- **Assigned task**: Print the lines from the one containing "sign, one line per instance." through the end of the material below, both included, exactly as they appear and without pictures.

==============================

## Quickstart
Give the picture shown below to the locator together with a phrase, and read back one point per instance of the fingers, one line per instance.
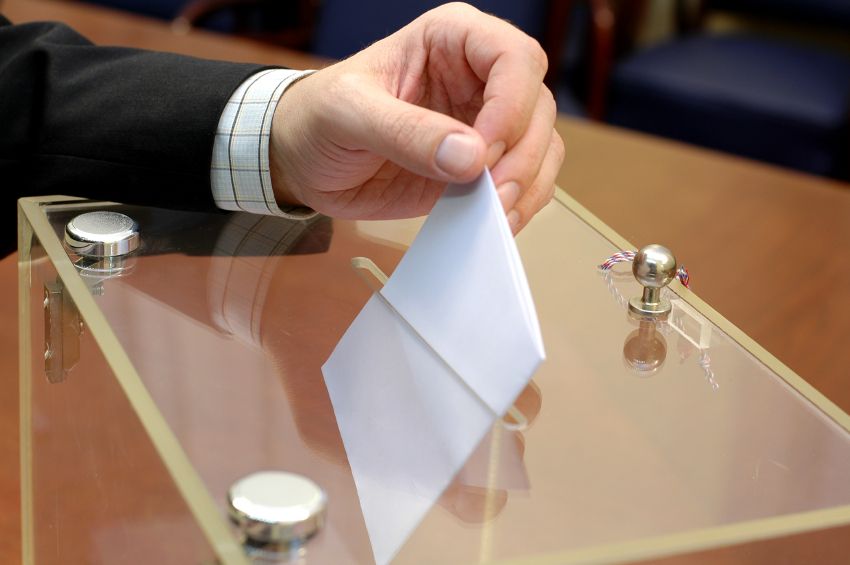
(520, 166)
(511, 65)
(542, 189)
(423, 141)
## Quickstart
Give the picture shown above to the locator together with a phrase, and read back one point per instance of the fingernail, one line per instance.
(513, 220)
(508, 194)
(456, 154)
(495, 152)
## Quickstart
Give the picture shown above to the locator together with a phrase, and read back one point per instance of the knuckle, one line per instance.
(558, 147)
(537, 54)
(403, 127)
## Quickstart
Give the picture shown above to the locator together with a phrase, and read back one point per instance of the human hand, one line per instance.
(379, 135)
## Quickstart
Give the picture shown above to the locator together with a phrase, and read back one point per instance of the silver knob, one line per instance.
(654, 267)
(102, 234)
(273, 509)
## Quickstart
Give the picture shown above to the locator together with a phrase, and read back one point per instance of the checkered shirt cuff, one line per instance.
(240, 176)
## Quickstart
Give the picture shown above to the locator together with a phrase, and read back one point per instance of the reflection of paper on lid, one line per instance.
(430, 363)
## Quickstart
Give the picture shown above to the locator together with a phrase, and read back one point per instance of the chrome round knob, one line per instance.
(102, 234)
(277, 509)
(654, 266)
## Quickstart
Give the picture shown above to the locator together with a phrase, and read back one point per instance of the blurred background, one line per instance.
(764, 79)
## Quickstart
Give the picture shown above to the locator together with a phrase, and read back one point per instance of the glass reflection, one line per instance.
(645, 348)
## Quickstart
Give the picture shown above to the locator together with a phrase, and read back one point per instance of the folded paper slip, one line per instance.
(433, 360)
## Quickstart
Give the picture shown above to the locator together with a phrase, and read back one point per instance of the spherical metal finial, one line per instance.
(654, 267)
(277, 509)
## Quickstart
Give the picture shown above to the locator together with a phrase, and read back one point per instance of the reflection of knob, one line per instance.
(276, 510)
(654, 267)
(645, 349)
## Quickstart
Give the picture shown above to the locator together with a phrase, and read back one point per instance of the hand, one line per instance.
(379, 135)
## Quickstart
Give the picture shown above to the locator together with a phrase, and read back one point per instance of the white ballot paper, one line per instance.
(432, 361)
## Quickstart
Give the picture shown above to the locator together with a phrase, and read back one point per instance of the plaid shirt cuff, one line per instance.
(240, 176)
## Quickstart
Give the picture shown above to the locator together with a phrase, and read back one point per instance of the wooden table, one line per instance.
(765, 246)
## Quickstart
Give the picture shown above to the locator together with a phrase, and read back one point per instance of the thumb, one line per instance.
(423, 141)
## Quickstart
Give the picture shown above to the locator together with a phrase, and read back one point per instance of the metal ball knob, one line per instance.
(654, 267)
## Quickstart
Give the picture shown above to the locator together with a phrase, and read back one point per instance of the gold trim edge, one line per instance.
(684, 543)
(749, 344)
(190, 485)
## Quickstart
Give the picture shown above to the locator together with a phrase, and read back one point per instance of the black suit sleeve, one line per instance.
(105, 122)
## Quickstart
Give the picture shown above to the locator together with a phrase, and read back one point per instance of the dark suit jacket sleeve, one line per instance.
(106, 122)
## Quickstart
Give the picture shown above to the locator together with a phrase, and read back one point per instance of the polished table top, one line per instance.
(721, 215)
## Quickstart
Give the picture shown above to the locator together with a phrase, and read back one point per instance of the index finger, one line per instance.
(512, 66)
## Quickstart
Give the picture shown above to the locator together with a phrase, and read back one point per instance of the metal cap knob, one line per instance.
(102, 234)
(277, 508)
(654, 267)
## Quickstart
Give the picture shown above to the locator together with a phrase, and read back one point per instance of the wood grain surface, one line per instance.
(765, 246)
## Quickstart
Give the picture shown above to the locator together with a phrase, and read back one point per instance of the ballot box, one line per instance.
(163, 376)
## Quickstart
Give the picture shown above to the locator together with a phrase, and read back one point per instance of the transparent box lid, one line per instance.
(634, 438)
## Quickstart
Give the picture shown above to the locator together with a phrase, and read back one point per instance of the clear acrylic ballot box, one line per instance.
(156, 378)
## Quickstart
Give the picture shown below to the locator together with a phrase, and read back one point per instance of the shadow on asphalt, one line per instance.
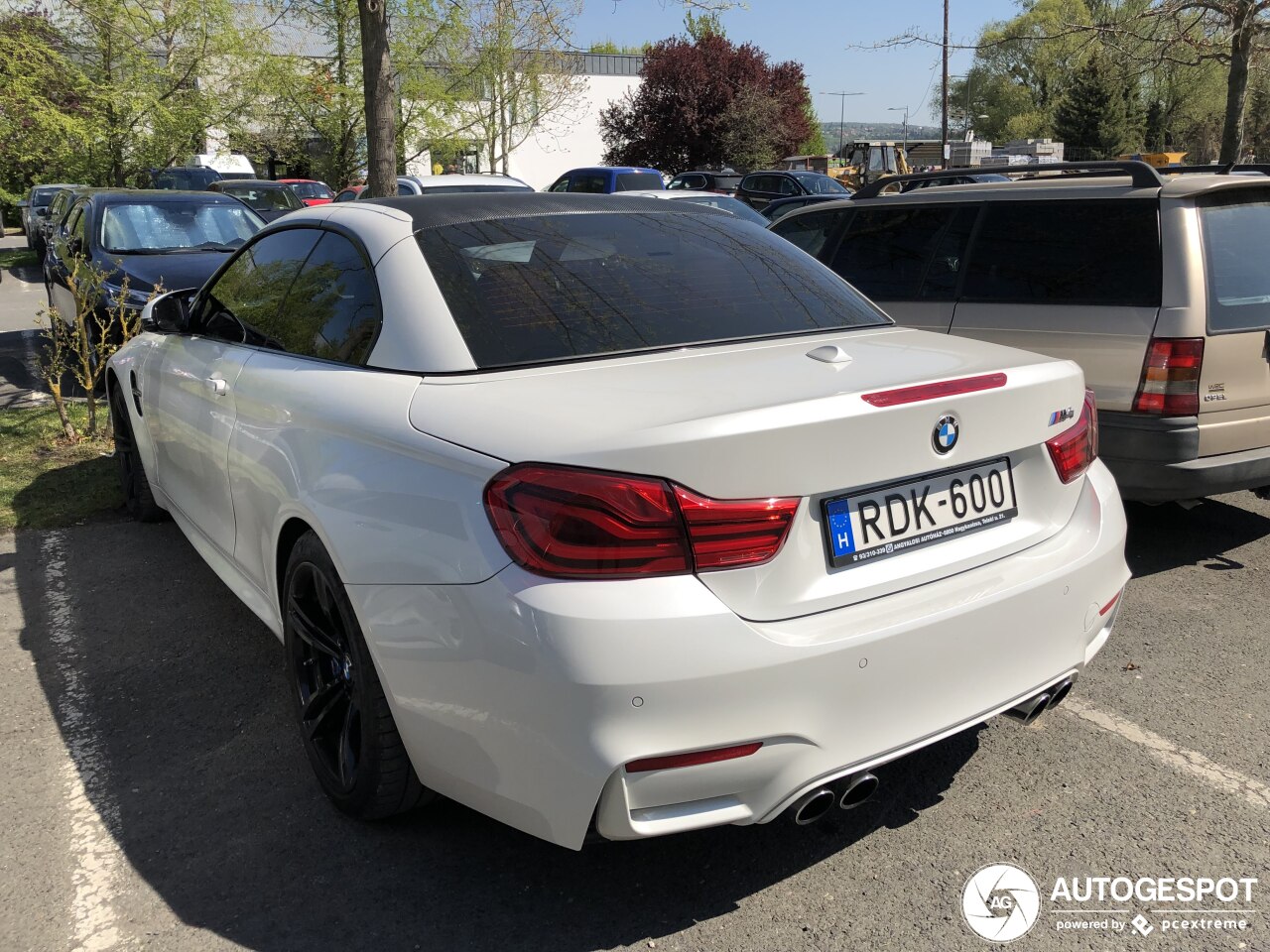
(209, 796)
(1165, 537)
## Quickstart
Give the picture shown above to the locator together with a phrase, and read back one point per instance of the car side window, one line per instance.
(594, 184)
(887, 252)
(1101, 252)
(77, 227)
(810, 231)
(331, 309)
(244, 301)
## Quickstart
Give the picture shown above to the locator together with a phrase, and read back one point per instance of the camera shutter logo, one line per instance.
(1001, 902)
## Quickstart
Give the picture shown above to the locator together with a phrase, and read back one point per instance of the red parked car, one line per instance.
(310, 190)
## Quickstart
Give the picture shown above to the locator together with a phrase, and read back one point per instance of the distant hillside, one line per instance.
(876, 130)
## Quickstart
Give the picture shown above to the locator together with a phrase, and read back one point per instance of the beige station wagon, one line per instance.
(1159, 287)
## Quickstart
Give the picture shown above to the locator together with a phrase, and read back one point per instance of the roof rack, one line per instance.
(1142, 175)
(1264, 168)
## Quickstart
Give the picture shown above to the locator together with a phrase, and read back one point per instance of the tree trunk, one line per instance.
(380, 95)
(1243, 28)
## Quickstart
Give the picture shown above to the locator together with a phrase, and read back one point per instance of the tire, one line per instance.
(137, 497)
(344, 721)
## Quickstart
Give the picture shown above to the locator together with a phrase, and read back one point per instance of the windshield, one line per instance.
(638, 181)
(731, 206)
(1238, 284)
(160, 227)
(310, 189)
(545, 289)
(822, 185)
(264, 198)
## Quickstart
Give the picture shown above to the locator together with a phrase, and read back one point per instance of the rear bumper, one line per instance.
(1156, 460)
(525, 697)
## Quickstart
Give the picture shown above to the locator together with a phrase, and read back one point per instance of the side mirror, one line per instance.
(169, 313)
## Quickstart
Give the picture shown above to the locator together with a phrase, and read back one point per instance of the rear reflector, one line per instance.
(934, 391)
(572, 524)
(697, 757)
(1075, 449)
(1110, 604)
(1170, 377)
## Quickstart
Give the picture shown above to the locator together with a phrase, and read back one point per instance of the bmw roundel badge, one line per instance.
(945, 434)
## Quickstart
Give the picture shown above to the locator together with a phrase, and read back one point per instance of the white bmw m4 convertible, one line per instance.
(615, 518)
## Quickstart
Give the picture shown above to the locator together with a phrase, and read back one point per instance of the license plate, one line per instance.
(888, 521)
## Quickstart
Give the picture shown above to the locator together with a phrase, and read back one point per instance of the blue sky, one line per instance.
(818, 35)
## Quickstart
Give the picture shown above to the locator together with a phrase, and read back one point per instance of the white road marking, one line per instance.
(93, 810)
(1179, 758)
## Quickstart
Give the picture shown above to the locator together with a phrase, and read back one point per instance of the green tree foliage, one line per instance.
(46, 122)
(508, 75)
(1098, 116)
(707, 102)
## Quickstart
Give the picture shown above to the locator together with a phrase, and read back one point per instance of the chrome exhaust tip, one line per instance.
(812, 806)
(860, 789)
(1029, 710)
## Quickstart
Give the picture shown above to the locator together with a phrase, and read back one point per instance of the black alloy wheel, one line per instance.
(137, 498)
(344, 719)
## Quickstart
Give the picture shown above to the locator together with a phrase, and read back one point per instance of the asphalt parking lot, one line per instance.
(157, 794)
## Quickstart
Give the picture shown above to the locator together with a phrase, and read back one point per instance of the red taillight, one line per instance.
(729, 532)
(693, 760)
(572, 524)
(1170, 377)
(933, 391)
(1076, 448)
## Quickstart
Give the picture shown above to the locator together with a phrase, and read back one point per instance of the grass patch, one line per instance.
(46, 481)
(18, 258)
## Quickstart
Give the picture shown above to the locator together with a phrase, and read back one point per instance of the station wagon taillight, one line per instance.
(1076, 448)
(572, 524)
(1170, 377)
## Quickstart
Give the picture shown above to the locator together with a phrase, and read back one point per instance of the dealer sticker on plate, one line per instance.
(901, 517)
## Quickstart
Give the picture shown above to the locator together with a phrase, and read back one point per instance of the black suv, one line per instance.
(758, 188)
(702, 180)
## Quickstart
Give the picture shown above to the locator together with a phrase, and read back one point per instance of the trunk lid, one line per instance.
(765, 419)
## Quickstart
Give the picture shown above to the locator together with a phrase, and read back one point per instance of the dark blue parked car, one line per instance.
(151, 238)
(606, 179)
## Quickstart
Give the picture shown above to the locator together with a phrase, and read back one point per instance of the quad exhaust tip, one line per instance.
(846, 793)
(815, 805)
(1033, 707)
(858, 789)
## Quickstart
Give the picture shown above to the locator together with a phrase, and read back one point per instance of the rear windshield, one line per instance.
(456, 189)
(310, 189)
(638, 181)
(561, 287)
(1238, 282)
(264, 198)
(186, 179)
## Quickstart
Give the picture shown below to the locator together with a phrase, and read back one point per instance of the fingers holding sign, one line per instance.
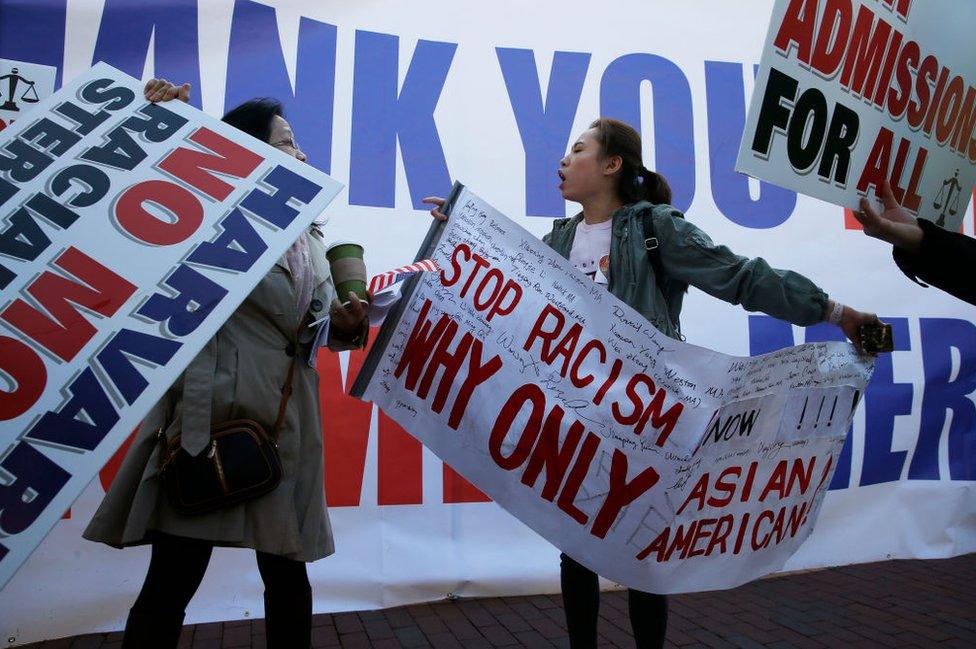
(157, 90)
(438, 204)
(895, 224)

==============================

- **Answer to the exercise**:
Give the picture shown below to the locator together with a phrase, and read back one point per instance of the fingers holding sign, one line per instance.
(157, 90)
(438, 204)
(895, 224)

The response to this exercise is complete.